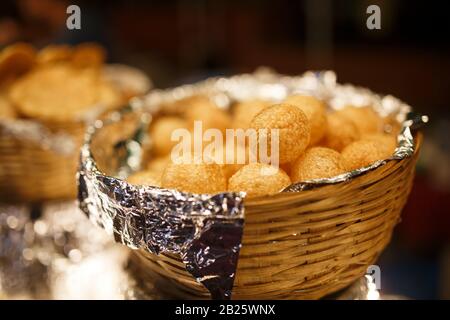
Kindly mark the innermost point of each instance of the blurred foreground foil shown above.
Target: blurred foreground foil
(61, 255)
(205, 230)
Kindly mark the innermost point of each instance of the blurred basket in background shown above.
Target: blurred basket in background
(39, 157)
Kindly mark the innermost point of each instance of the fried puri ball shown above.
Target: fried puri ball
(244, 112)
(340, 132)
(316, 163)
(315, 111)
(60, 92)
(258, 179)
(191, 173)
(364, 152)
(231, 158)
(365, 119)
(145, 178)
(161, 132)
(200, 108)
(293, 125)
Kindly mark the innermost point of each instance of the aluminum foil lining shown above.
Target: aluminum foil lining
(124, 77)
(206, 230)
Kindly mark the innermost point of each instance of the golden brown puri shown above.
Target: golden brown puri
(316, 163)
(293, 125)
(257, 179)
(191, 173)
(61, 92)
(202, 109)
(340, 132)
(315, 110)
(364, 152)
(161, 134)
(243, 112)
(365, 119)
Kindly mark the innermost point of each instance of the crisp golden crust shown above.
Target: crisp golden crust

* WHAT IS BEING ASKED *
Please change "innermost" to "central" throughout all the lines above, keep everything else the same, and leave the pictures out.

* THE RESPONSE *
Kindly mark the central point of each instance of the blurred foreground foil shown above.
Target: blurred foreground foil
(61, 255)
(205, 230)
Kindly mark the central point of each instance of the blurred basket in background shown above.
Target: blurred basket in background
(39, 157)
Kindly mark the central point of each instance of the fried puri ball shown above.
Target: fried puri ball
(244, 112)
(340, 132)
(316, 163)
(315, 111)
(60, 92)
(258, 179)
(191, 173)
(364, 152)
(231, 158)
(365, 119)
(145, 178)
(161, 132)
(200, 108)
(293, 125)
Kindly mark the central point of each instance of the aluminum foil lining shown above.
Target: aluminum foil lining
(124, 77)
(206, 230)
Kindly mark the central point of each instance of the golden brown puri shown above.
Target: golden brown puri
(316, 163)
(293, 125)
(257, 179)
(191, 173)
(61, 92)
(202, 109)
(340, 132)
(315, 110)
(364, 152)
(161, 134)
(243, 112)
(365, 119)
Kindly mark the central point of each instance of the crisp golden crust shown above.
Target: crisp golden crust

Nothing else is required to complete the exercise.